==== PAGE EXCERPT
Beyond this is the potential of treating hypertension through renal ablation - a promising market that could move billions of dollars from chronic pharmaceutical therapy to device-based approaches. Last and not least, Medtronic has a strong diabetes franchise and continues to push towards a closed-loop insulin pump system that could be a major financial winner.
Medtronic offers the largest yield of this group and the smallest FCF growth prospects, but a similar double-digit ROIC. Consider buying the stock at prices below $40.
St. Jude Medical (NYSE:STJ)
Relative to its current sales base, St. Jude may have the most to gain from its R&D pipeline of anyone on this list. Like Medtronic, St. Jude is working on device-based approaches to atrial fibrillation and hypertension (renal ablation) that could be worth hundreds of millions, if not billions, in device sales. St. Jude also has a host of products under development in cardiac repair (four $1 billion opportunities in the pipeline) and neurostimulation that look to have relatively little direct competition.
One of the biggest questions for St. Jude is whether it can maintain, or gain, share in its pacemaker/ICD business. Recent recalls have dented the business and Medtronic has seen a lot of interest in its MRI-safe pacemakers. Still, BSX remains a feeble competitor and it is not as though St. Jude is not developing its own pipeline of next-generation devices.
========
In the excerpt on medical device stocks, copy the part that opens with the words containing "St. Jude Medical" and closes with "little direct competition.", changing "hypertension" to "high blood pressure".
==== DATASET SECTION
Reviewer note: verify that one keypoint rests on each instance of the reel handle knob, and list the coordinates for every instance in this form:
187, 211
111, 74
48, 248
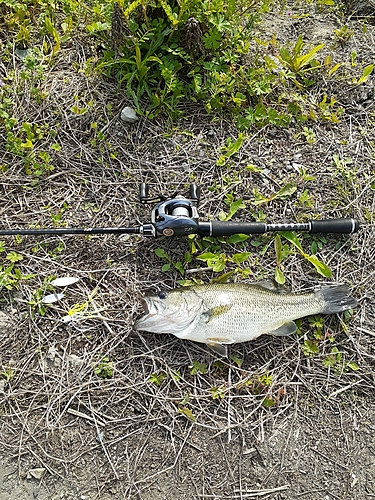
========
EXERCISE ANSWER:
St. Jude Medical (NYSE:STJ)
Relative to its current sales base, St. Jude may have the most to gain from its R&D pipeline of anyone on this list. Like Medtronic, St. Jude is working on device-based approaches to atrial fibrillation and high blood pressure (renal ablation) that could be worth hundreds of millions, if not billions, in device sales. St. Jude also has a host of products under development in cardiac repair (four $1 billion opportunities in the pipeline) and neurostimulation that look to have relatively little direct competition.